» TEXT SECTION:
◆ ◆ ◆ ◆ ◆
EWL News

Youth4Abolition discusses youth sexual exploitation in Europe

[Brussels, 15 June 2017] On 9 June, the members of the coalition Youth4Abolition met in Brussels for the fourth time. A network of youth abolitionist organisations, initiated by the EWL, Youth4Abolition aims to bring the youth voice in the debates on prostitution and sexual exploitation in Europe, linking to the structural context of inequalities between women and men, rape culture and pornification, and developing recommendations on sexuality education, ending male violence and building a respectful and youth-friendly Europe.

You can read below a blog post from Borcsi Kristof, from the Portuguese Network of Young People for Gender Equality, where she gives an account of the day, from her perspective. 65 persons attended the morning session on youth sexual exploitation, including the Y4A network but also members of EWL Observatory on violence against women, and some EWL partners from civil society and the EU institutions. Gloria Steinem joined our session and encouraged the work of Y4A: "struggle produces energy!". Read, below Borcsi’ blog, a summary of the presentations.

To find out more about Youth4Abolition, contact pape@womenlobby.org.
◆ ◆ ◆ ◆ ◆
[Part of a data file]

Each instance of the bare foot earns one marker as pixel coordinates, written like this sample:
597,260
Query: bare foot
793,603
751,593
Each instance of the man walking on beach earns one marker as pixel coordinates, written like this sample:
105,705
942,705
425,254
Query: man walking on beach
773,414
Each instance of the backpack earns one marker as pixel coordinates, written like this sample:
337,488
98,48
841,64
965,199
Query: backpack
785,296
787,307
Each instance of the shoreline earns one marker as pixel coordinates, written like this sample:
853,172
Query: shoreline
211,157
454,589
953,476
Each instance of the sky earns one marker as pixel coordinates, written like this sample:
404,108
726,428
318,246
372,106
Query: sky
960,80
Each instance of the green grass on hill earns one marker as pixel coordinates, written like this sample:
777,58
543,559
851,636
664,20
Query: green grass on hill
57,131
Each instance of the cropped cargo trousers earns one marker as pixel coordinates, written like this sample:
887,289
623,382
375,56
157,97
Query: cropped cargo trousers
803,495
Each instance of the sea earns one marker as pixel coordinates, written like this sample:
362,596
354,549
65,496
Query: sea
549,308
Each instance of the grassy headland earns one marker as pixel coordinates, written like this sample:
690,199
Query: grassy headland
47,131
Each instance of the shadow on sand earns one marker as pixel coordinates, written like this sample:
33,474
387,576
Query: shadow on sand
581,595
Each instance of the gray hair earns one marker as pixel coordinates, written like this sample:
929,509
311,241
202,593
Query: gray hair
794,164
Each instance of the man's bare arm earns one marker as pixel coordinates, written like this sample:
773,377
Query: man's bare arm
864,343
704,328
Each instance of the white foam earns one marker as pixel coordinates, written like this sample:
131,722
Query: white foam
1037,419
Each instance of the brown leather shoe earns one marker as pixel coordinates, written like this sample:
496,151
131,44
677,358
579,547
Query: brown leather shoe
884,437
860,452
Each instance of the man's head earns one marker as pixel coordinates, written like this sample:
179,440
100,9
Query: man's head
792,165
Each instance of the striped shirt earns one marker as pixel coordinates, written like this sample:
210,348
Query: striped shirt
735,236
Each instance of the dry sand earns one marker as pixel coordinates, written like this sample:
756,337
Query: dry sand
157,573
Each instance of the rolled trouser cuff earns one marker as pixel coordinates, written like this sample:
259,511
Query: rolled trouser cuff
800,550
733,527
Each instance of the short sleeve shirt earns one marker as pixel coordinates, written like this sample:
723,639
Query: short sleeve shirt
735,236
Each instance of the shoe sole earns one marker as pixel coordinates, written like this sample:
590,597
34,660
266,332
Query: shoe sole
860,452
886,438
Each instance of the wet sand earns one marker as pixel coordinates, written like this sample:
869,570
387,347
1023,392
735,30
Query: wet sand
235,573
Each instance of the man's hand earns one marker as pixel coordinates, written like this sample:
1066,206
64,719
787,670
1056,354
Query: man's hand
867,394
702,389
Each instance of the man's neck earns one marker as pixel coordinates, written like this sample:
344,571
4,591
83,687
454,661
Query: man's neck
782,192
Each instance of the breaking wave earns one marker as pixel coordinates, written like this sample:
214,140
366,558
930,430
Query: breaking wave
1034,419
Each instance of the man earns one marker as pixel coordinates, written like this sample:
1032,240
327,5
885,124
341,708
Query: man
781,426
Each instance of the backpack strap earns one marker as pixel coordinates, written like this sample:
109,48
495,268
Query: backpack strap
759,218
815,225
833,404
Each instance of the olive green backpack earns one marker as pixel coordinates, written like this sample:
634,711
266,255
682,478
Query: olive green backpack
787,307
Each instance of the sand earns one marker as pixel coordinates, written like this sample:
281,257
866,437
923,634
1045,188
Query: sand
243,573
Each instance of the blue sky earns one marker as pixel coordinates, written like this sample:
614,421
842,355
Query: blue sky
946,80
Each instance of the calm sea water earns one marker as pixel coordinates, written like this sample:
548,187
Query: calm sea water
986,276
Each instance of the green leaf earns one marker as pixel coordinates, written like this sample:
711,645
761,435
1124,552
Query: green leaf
◆ ◆ ◆ ◆ ◆
» ACTIONS TO TAKE:
a) According to the Youth4Abolition news item, how many persons attended the morning session on youth sexual exploitation?
b) Translate this sentence from the Youth4Abolition news item into Spanish: "On 9 June, the members of the coalition Youth4Abolition met in Brussels for the fourth time."
c) Retype the passage of the Youth4Abolition news item that begins at the words "Youth4Abolition discusses youth" and stops after "and youth-friendly Europe.".

» SOLUTIONS IN ORDER:
a) 65 persons attended the morning session.

b) El 9 de junio, los miembros de la coalición Youth4Abolition se reunieron en Bruselas por cuarta vez.

c)
Youth4Abolition discusses youth sexual exploitation in Europe

[Brussels, 15 June 2017] On 9 June, the members of the coalition Youth4Abolition met in Brussels for the fourth time. A network of youth abolitionist organisations, initiated by the EWL, Youth4Abolition aims to bring the youth voice in the debates on prostitution and sexual exploitation in Europe, linking to the structural context of inequalities between women and men, rape culture and pornification, and developing recommendations on sexuality education, ending male violence and building a respectful and youth-friendly Europe.